Rewrite each entry below as a JSON list of strings, with one string per line and blank lines omitted. Cover every entry, and leave the pictures out of the output.

● ● ●

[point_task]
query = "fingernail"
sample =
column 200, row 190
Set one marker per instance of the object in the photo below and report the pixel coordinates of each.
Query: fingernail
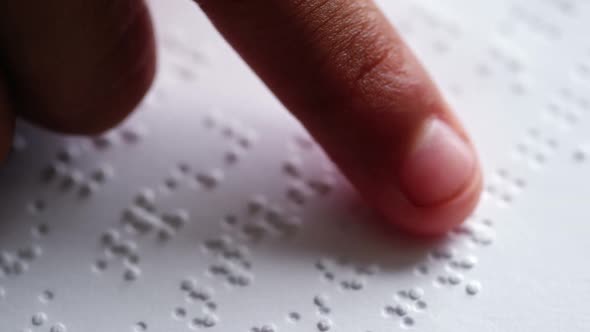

● ● ●

## Solved exercise
[
  "[point_task]",
  "query = \"fingernail\"",
  "sample =",
  "column 200, row 190",
  "Set one marker per instance of the object in the photo below and report the pixel coordinates of each.",
  "Query: fingernail"
]